***** Data for processing *****
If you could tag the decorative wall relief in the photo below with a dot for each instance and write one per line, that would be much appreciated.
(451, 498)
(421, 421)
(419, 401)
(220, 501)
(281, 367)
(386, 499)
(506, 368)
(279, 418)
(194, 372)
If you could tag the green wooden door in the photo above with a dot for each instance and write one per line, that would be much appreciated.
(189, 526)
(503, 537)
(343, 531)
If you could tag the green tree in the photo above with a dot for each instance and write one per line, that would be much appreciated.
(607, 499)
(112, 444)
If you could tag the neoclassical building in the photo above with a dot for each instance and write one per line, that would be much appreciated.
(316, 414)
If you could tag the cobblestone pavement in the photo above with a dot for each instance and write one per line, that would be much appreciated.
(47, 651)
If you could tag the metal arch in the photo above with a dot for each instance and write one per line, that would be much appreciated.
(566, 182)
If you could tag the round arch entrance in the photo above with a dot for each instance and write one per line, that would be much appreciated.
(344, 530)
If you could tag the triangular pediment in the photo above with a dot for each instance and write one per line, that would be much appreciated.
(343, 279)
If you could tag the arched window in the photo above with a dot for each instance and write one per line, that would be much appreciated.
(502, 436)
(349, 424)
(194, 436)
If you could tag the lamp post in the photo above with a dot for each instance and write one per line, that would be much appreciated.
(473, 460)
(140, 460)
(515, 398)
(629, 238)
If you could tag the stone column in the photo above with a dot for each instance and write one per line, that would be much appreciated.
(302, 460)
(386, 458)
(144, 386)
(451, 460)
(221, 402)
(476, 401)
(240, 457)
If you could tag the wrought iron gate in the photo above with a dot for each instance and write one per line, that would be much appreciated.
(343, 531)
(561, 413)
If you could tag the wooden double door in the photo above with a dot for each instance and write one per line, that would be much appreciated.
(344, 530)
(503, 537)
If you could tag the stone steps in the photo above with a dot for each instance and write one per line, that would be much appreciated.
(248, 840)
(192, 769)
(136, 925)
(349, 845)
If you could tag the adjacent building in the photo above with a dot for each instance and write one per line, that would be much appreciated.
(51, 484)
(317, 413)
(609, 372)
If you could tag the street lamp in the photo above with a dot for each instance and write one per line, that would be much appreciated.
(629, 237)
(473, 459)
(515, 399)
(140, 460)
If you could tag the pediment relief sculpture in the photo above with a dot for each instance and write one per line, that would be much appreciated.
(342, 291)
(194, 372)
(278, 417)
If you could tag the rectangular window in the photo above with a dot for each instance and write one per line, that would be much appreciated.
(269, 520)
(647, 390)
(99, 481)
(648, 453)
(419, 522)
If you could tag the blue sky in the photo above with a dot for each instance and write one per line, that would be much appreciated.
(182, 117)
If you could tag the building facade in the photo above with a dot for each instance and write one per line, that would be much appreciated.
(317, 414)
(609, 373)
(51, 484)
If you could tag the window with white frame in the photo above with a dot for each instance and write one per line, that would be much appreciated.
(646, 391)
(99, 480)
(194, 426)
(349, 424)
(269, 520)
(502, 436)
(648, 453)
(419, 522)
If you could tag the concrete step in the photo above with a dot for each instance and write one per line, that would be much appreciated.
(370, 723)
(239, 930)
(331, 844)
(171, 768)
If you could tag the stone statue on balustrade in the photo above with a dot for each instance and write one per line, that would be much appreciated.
*****
Take the entries and print them exactly. Keep every line.

- _Answer section_:
If you could tag the decorative wall relief in the photo below with a dot for each instance and write one per line, that would be much appreciated.
(451, 498)
(421, 421)
(419, 401)
(220, 501)
(281, 367)
(386, 499)
(506, 368)
(279, 418)
(194, 372)
If you could tag the green wooden door in the photo above with a dot for each instance and write one per line, that would be much appreciated.
(189, 526)
(503, 537)
(343, 531)
If you could tag the green tree in the photo above with a dot for each instance and write one per line, that would be much appreciated.
(607, 499)
(112, 444)
If you could tag the neoclassical building in the photo above with a dot for each instance and write one per line, that would be much appreciated.
(316, 414)
If you could tag the cobblestone pavement in the photo above with a dot for each instance and write one per line, that would be much appreciated.
(47, 651)
If you could tag the metal arch in the photo above with a dot for each instance and write one per line, that would be much appreciated.
(566, 182)
If you could tag the round arch entrance in the photo above with a dot for each instance and write one per line, that would be much appreciated.
(344, 530)
If you could tag the triangular pediment in the photo above with a dot for each instance and write one per line, that would be much appreciated.
(343, 279)
If you could tag the arched window in the photo above with a dot for each instance and write one per line, that would be much appreciated.
(502, 436)
(349, 424)
(194, 436)
If you could tag the lamp post in the photo above with a dot for each instance and write one per line, that would be much appreciated.
(473, 460)
(140, 460)
(515, 398)
(629, 238)
If you could tag the stone column in the photo above with a dot for each instance and write one per line, that would be much appreciated.
(302, 460)
(386, 458)
(144, 386)
(451, 460)
(221, 402)
(476, 401)
(240, 457)
If you could tag the wrought iron gate in the photo above with a dot for each instance and write one per line, that would be much appreciated.
(343, 531)
(561, 413)
If you could tag the wooden double door in the photo above with a dot for each instance and write one per line, that would be much appreciated.
(344, 530)
(503, 537)
If you could tag the stone steps in the photo above with a dot for each instance and write one per line, that would be much appreciated.
(248, 840)
(192, 769)
(136, 925)
(349, 845)
If you could tag the adjacent building in the photo above with a dot for each instance and write one per line, that would be much appreciated.
(51, 484)
(317, 413)
(609, 372)
If you could tag the street lamp in the photo above with a dot for each instance and write one per line, that would be much appreciated.
(629, 237)
(473, 459)
(515, 399)
(140, 460)
If you could tag the pediment relief sculpture in the photo above with a dot for each instance and write one per line, that would be much appreciated.
(342, 291)
(194, 372)
(278, 417)
If you could tag the rectangular window in the photo above with a dot for each instance and write one per line, that would be much appreciated.
(269, 520)
(647, 390)
(99, 481)
(648, 453)
(419, 522)
If you could tag the blue sky in the photo above with a dot for each instance and write one per line, that would be much appreciated.
(182, 117)
If you could tag the building facade in the photo above with a dot for each instance and write one per line, that would be much appreciated.
(317, 414)
(609, 373)
(51, 484)
If you could tag the window with white frame in the photo above with a dot for each instance and write one per line, that would be much appreciated.
(646, 391)
(99, 480)
(194, 426)
(349, 424)
(269, 520)
(502, 436)
(648, 453)
(419, 522)
If you could tag the concrete step in the photo above with a dot for each instance and write one per line, that would be much appreciated.
(370, 723)
(239, 930)
(331, 844)
(171, 768)
If you could tag the stone statue on balustrade in the photo above with a dot for each instance and write one per line, that would be much appreciated.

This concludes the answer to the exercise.